Output each record exactly as given. Leave out every picture.
########
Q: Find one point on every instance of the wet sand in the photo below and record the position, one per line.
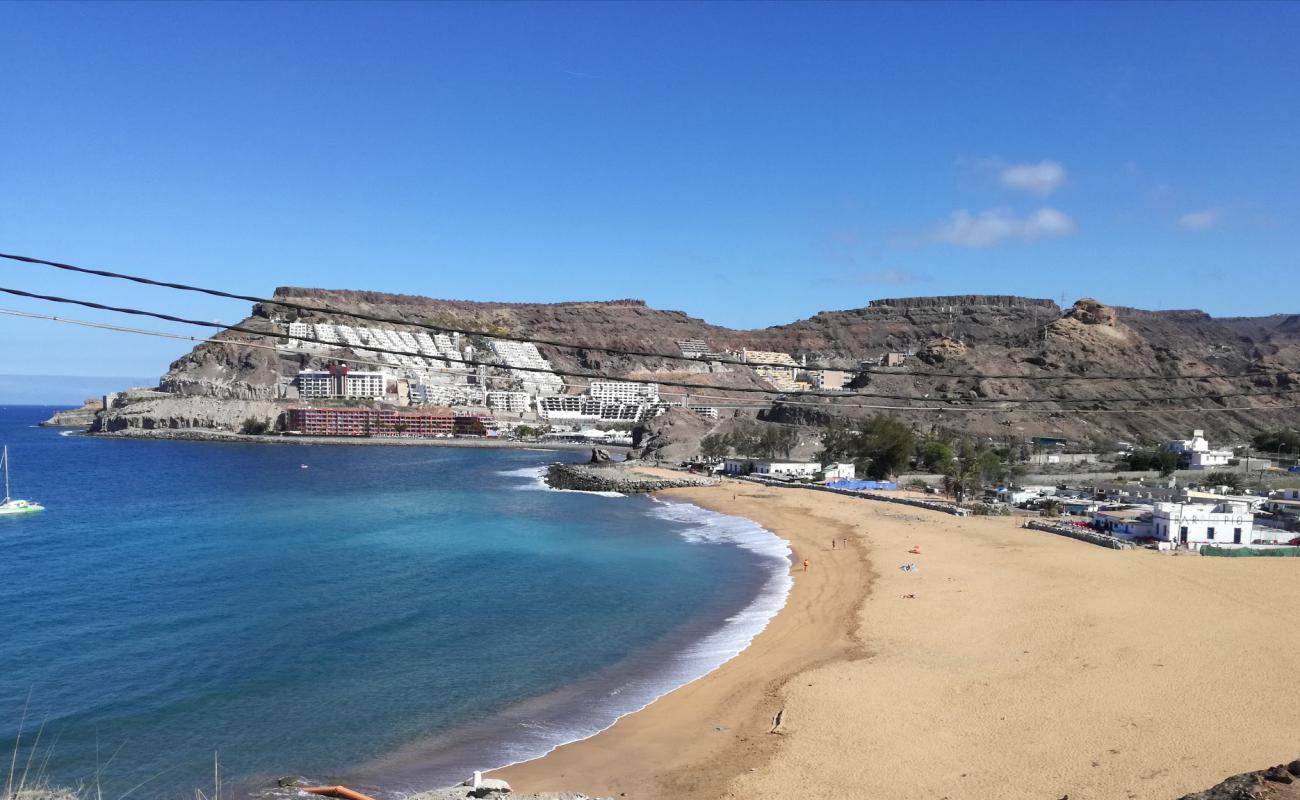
(1023, 665)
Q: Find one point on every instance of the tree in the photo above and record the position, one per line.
(714, 445)
(1164, 461)
(971, 468)
(1222, 478)
(1278, 440)
(880, 446)
(888, 444)
(935, 454)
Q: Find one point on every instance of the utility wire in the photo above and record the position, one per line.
(375, 318)
(668, 383)
(684, 394)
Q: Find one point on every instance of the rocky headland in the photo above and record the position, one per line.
(76, 418)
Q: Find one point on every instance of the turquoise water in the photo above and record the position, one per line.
(393, 617)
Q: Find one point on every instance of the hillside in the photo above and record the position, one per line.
(1001, 346)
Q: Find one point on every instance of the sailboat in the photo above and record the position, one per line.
(9, 505)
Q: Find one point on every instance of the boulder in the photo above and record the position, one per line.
(488, 787)
(1277, 774)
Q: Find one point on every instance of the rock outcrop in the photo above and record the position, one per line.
(76, 418)
(610, 478)
(1273, 783)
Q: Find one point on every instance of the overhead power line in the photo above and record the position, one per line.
(837, 396)
(376, 318)
(697, 396)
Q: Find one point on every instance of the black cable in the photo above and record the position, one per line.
(614, 377)
(375, 318)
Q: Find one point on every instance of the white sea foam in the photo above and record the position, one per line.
(700, 658)
(580, 712)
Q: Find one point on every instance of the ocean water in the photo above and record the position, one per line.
(388, 617)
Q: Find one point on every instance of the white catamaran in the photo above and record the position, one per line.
(14, 506)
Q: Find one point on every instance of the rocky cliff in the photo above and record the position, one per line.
(966, 350)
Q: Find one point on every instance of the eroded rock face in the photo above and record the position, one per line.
(1091, 312)
(1021, 340)
(941, 350)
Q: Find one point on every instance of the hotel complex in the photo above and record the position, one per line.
(412, 367)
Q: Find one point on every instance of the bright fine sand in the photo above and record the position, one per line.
(1026, 665)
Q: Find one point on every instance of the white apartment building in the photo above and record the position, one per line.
(510, 402)
(1194, 524)
(624, 392)
(767, 357)
(315, 384)
(693, 347)
(572, 407)
(780, 377)
(828, 379)
(342, 383)
(364, 385)
(1196, 453)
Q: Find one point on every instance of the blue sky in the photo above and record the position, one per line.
(748, 164)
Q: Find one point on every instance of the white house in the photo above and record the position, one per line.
(1194, 524)
(1196, 453)
(1125, 520)
(840, 471)
(770, 468)
(1285, 504)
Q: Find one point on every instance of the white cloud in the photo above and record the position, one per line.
(887, 276)
(1040, 178)
(996, 225)
(1200, 220)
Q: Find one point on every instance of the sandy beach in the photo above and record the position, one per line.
(1012, 664)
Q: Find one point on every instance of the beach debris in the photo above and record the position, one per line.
(337, 791)
(1277, 774)
(486, 787)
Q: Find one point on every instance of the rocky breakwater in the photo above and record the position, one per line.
(616, 476)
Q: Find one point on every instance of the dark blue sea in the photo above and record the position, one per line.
(389, 617)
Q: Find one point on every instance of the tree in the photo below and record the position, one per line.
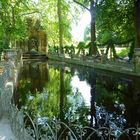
(60, 24)
(137, 22)
(92, 8)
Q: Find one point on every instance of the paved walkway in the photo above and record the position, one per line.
(5, 130)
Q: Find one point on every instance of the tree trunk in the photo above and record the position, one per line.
(60, 22)
(137, 23)
(93, 48)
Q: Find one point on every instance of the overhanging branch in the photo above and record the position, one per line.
(81, 4)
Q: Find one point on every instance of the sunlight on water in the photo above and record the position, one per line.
(82, 87)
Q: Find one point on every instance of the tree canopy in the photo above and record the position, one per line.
(110, 20)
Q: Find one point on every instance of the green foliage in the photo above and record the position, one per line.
(115, 20)
(124, 52)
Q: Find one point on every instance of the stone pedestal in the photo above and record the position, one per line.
(137, 59)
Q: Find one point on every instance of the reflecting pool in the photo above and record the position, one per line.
(78, 95)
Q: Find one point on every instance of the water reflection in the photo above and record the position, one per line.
(78, 95)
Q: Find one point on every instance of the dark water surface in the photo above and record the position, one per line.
(78, 95)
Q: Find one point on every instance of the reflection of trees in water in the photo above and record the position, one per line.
(112, 99)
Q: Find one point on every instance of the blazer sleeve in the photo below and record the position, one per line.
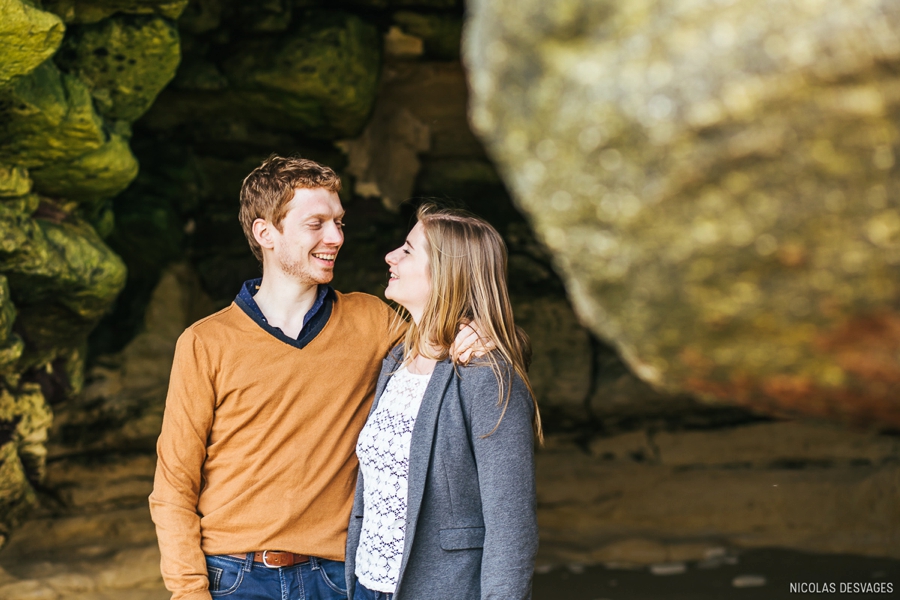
(181, 450)
(505, 461)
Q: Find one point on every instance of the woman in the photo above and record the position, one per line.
(445, 499)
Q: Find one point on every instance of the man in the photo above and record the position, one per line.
(256, 471)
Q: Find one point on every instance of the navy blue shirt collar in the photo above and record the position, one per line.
(246, 301)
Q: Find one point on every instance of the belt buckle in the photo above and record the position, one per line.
(266, 561)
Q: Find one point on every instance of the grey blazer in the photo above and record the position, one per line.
(471, 522)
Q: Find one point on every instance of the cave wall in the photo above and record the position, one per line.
(126, 128)
(102, 265)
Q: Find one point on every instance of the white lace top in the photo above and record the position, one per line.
(383, 451)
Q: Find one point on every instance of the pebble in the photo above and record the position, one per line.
(748, 581)
(668, 568)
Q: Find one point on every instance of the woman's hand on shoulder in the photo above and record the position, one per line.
(470, 343)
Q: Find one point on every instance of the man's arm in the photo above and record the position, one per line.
(181, 450)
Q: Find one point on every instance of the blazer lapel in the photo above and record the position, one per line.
(420, 451)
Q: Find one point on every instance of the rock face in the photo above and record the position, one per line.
(64, 152)
(31, 35)
(718, 184)
(316, 74)
(126, 61)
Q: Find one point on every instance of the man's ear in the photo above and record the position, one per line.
(262, 231)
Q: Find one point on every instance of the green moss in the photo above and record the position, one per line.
(395, 4)
(439, 33)
(24, 420)
(63, 279)
(91, 178)
(28, 37)
(93, 11)
(46, 117)
(14, 181)
(24, 205)
(126, 61)
(7, 311)
(322, 75)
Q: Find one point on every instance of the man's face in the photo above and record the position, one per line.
(310, 237)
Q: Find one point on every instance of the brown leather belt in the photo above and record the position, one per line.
(274, 559)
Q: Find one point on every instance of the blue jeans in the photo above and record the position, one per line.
(363, 593)
(242, 579)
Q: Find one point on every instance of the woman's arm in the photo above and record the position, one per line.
(505, 462)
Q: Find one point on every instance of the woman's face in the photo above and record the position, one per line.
(410, 282)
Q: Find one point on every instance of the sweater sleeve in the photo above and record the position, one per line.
(505, 463)
(181, 449)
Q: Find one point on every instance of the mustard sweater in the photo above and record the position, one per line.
(257, 443)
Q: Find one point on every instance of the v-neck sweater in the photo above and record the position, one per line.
(258, 437)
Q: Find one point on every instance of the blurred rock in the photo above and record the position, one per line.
(318, 78)
(24, 420)
(121, 405)
(47, 117)
(717, 186)
(636, 500)
(92, 11)
(28, 36)
(126, 61)
(14, 181)
(440, 33)
(62, 276)
(92, 177)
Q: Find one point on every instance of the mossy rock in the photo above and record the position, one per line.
(94, 11)
(322, 76)
(399, 4)
(90, 178)
(125, 60)
(63, 279)
(439, 33)
(28, 37)
(14, 181)
(7, 311)
(23, 205)
(24, 420)
(47, 117)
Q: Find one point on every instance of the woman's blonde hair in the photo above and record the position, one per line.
(468, 266)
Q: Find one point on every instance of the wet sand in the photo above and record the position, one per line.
(758, 575)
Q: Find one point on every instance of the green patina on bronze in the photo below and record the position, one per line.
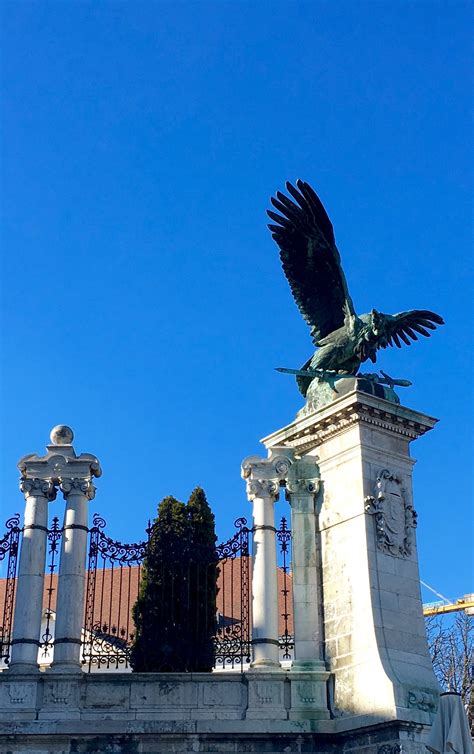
########
[Task result]
Q: Find one point on every instance of the wet sand in the photo below and record the position, one per line.
(1023, 665)
Q: Find one point on every instance of the tree in the photo above and record the position, one per line.
(714, 445)
(1164, 461)
(971, 468)
(1222, 478)
(1278, 440)
(880, 446)
(888, 444)
(935, 454)
Q: Find one point on every instance of the utility wire in the photo above and record the position, one per line.
(375, 318)
(668, 383)
(684, 394)
Q: Find one point on every instance of the rocky headland in the photo above and record the position, one per line.
(76, 418)
Q: Find one point on every instance of the turquoise water in the photo above and record the position, one per line.
(393, 617)
Q: Find one point on every instance of the hillside in the photo above and record the position, one per line.
(1001, 346)
Q: Find one point on every instance of the sailboat in the photo above and record the position, one per line.
(9, 505)
Q: Find one point on every instance of the boulder in the photo above and record the position, one per line.
(488, 787)
(1277, 774)
Q: Find one point on every instance of the rock outcrop in the photo above and record the position, one per line.
(76, 418)
(610, 478)
(1273, 783)
Q: Find one point on every instance of the overhead power line in the photo above and record the position, one per line.
(837, 396)
(376, 318)
(697, 396)
Q: Find one point on every instance of the black cable in the photo above and record the position, one per line.
(614, 377)
(375, 318)
Q: Find one point on every instance of the white sea foam in the photo above and record the position, one per line.
(700, 658)
(580, 712)
Q: Find one point on every instance of the ocean water in the photo above and record the position, one per line.
(388, 617)
Q: Find one point on every instance of the white catamaran in the photo above and record the position, one per line.
(14, 506)
Q: Find one point on every instance of the rocky cliff in the photo above and record the position, one per line.
(966, 350)
Q: Find one point on every instance of the eroded rock face in the photo above and record the position, one per line.
(1091, 312)
(1021, 340)
(941, 350)
Q: Find one point on every instance of the hotel complex in the photo above and record the position, one per line.
(412, 367)
Q: Find one point on every instance of the bright fine sand in the photo above and record the position, one per line.
(1026, 665)
Q: Find one point on every instance of the white apartment building in the photo above and record the position, one per line.
(510, 402)
(1194, 524)
(624, 392)
(767, 357)
(315, 384)
(693, 347)
(572, 407)
(780, 377)
(828, 379)
(342, 383)
(364, 385)
(1196, 453)
Q: Find one point on every instance of the blue sky in the photo above and record the position, one per line.
(748, 164)
Q: Find one point on every instance of the white house in the photo above and record the position, one per line.
(1194, 524)
(1196, 453)
(1125, 520)
(840, 471)
(770, 468)
(1285, 504)
Q: Find one point on every instance of the white cloud in the photo above and record the position, one per line.
(887, 276)
(1040, 178)
(996, 225)
(1200, 220)
Q: Find one point on every instance of the sandy beach in the photo above and record the position, one per line.
(1012, 664)
Q: Find one point on every instance of the beach debris in the photo above and record the position, one per line.
(337, 791)
(1277, 774)
(486, 787)
Q: Find one point on every instance of the rocky breakwater in the photo above and record the position, one per line.
(616, 476)
Q: Find one point on every instance of the dark blue sea in the photo above and record the position, one per line.
(389, 617)
Q: Find one point on every instance of the tree in the photo below and record the position, one per line.
(60, 24)
(137, 22)
(92, 8)
Q: Find one point on every instance of the paved walkway in the photo above and record the position, one per line.
(5, 130)
Q: Find one point on every instance of the tree trunk in the photo above and record the position, one per line.
(60, 22)
(137, 23)
(93, 48)
Q: Find one point on every instance of the overhanging branch in the photo above and record the position, one per line.
(81, 4)
Q: Find one point on every instance of the sunlight on water in the photo above and record the position, one per line.
(82, 87)
Q: Find one point on every instance of the tree canopy in the photo above and record the position, one per line.
(110, 20)
Q: Find one point on every instance of the green foliage in the photo above and record the position, one per line.
(115, 20)
(124, 52)
Q: Find one point on every instance of the stone pedestal in the photo above and record the position, one per line.
(137, 59)
Q: Find one point on every instance of the reflecting pool in the photo above and record the position, one per line.
(78, 95)
Q: Find one point on every instance of the water reflection in the photo above and record the position, one per line.
(78, 95)
Q: Find one point on every instance of the dark water surface in the photo above and record the position, one per line.
(78, 95)
Q: Find one point on every instance of the reflection of trees in water in the photo above and record the position, one per line.
(112, 99)
Q: Find one point on every instance of the blazer sleeve in the photo below and record the position, one per line.
(181, 450)
(505, 461)
Q: Find one point on every instance of the woman in the photo above and record the position, one per line.
(445, 499)
Q: Find one point on every instance of the man in the photo above and record the position, one per line.
(256, 471)
Q: Find one point on every instance of the navy blue shirt collar in the photo above and record the position, one per line.
(246, 301)
Q: Find one point on every instance of the belt buckle in the photo above and record the position, one per line.
(266, 561)
Q: Find one point on every instance of the grey blazer in the photo above and record the position, one per line.
(471, 522)
Q: Find one point on every instance of the cave wall in the photo above and record the position, one per line.
(126, 128)
(102, 265)
Q: Find one point on every instance of the white lace top in the photo above and record the position, one per line.
(383, 451)
Q: Find one point on every instance of the pebble in the photo above and record the position, one per line.
(748, 581)
(668, 568)
Q: Find one point on every instance of the woman's hand on shoulder in the photo above and record the position, one per line.
(470, 343)
Q: Find one point on every instance of the man's arm in the photo above and record the position, one per line.
(181, 450)
Q: Find one point on every instance of the blazer lapel in the photo above and record the position, one per line.
(420, 451)
Q: Find one point on every instance of the rock face in the photo above and record the position, one per line.
(64, 152)
(31, 35)
(718, 184)
(316, 74)
(126, 61)
Q: Find one point on every instance of the man's ear in the photo above and record the position, one per line.
(262, 231)
Q: Find one point on every instance of the green moss in the photo above and record the position, one per line.
(395, 4)
(439, 33)
(24, 420)
(63, 279)
(91, 178)
(28, 37)
(93, 11)
(46, 117)
(14, 181)
(24, 205)
(126, 61)
(7, 311)
(322, 75)
Q: Find one point on every instance of the man's face in the photo above and record the position, one per line.
(310, 237)
Q: Find one point on every instance of the brown leather belt in the photo above and record the position, one per line.
(274, 559)
Q: Find one point on every instance of the blue jeans in the photo above and record the position, one per line.
(363, 593)
(242, 579)
Q: Find one point on every instance of the woman's arm in the photo above and record the position, one per line.
(505, 462)
Q: Find one point on every instance of the woman's face in the photo above and record the position, one per line.
(410, 282)
Q: Find one point on every instance of the sweater sleeve in the photo above and record the position, one per line.
(505, 463)
(181, 449)
Q: Find one point on every instance of the mustard sweater in the photo above and record the position, one per line.
(257, 443)
Q: Find one point on every instance of the v-neck sweater in the photo above and record the position, one per line.
(258, 437)
Q: Find one point on every instance of the blurred rock in the photo above and record the position, one per line.
(318, 78)
(24, 420)
(121, 405)
(47, 117)
(717, 186)
(636, 500)
(92, 11)
(28, 36)
(126, 61)
(14, 181)
(440, 33)
(62, 276)
(92, 177)
Q: Find one point on every instance of the mossy rock in the photo above and record the position, one per line.
(94, 11)
(322, 76)
(399, 4)
(90, 178)
(125, 60)
(63, 279)
(439, 33)
(28, 37)
(14, 181)
(7, 311)
(23, 205)
(24, 420)
(47, 117)
Q: Find one point on every instance of the woman's blonde hair in the photo above and record the position, one per line.
(468, 266)
Q: Find one point on every instance of the wet sand in the photo above and record the position, one per line.
(758, 575)
Q: Find one point on every instance of the green patina on bronze in the photo below and record the position, one per line.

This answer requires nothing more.